→ Excerpted passage
It is a dangerous thing indeed to end a story with baptism. There is much that is strange and testing about coming to faith in Christ as an adult, and one of the constant, if more subtle, challenges is how to make sense of it – not to ourselves, but to the people around us. The question usually comes like this: “Why did you convert to Christianity?”
It’s not just a request for information; it’s a request for a whole story, self-contained, conclusive, and at least mostly comprehensible. I try my best to give an answer. I lay a path, within my limited understanding of the designs of providence, of the temporal steppingstones that led me to the point of conversion: that old church I stumbled into and sat in for an hour, that priest who answered my difficult questions.
The real answer is that I don’t know the whole story, because my conversion is ongoing, but no one wants to hear that. People want a story that begins with an atheist teenager and ends with a woman having holy water poured on her head in the name of the Father, the Son, and the Holy Spirit, or perhaps a great moment of clarity arising from sorrow, illness, or death. They also sometimes want an epilogue on how I ended up in a convent – depending on how long we’ve got together in this lift, or how late the bus is. No one wants to hear a story in which the author has no idea of the ending, nor where the beginning should be, then tells you she is not actually the author of the story at all.

→ Recorded data
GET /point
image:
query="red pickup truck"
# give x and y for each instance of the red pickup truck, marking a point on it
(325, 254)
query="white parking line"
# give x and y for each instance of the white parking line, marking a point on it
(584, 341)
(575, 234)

---

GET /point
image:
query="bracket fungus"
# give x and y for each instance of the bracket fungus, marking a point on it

==

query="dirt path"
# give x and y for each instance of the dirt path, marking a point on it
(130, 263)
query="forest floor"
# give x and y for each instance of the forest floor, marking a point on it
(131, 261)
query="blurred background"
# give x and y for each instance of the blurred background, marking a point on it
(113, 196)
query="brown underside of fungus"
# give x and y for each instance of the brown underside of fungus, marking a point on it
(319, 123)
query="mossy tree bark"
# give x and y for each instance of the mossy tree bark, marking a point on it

→ Exercise instructions
Retype the passage on coming to faith as an adult, starting at "It’s not just" and ending at "my difficult questions.". You won't need the data for this.

→ Written solution
It’s not just a request for information; it’s a request for a whole story, self-contained, conclusive, and at least mostly comprehensible. I try my best to give an answer. I lay a path, within my limited understanding of the designs of providence, of the temporal steppingstones that led me to the point of conversion: that old church I stumbled into and sat in for an hour, that priest who answered my difficult questions.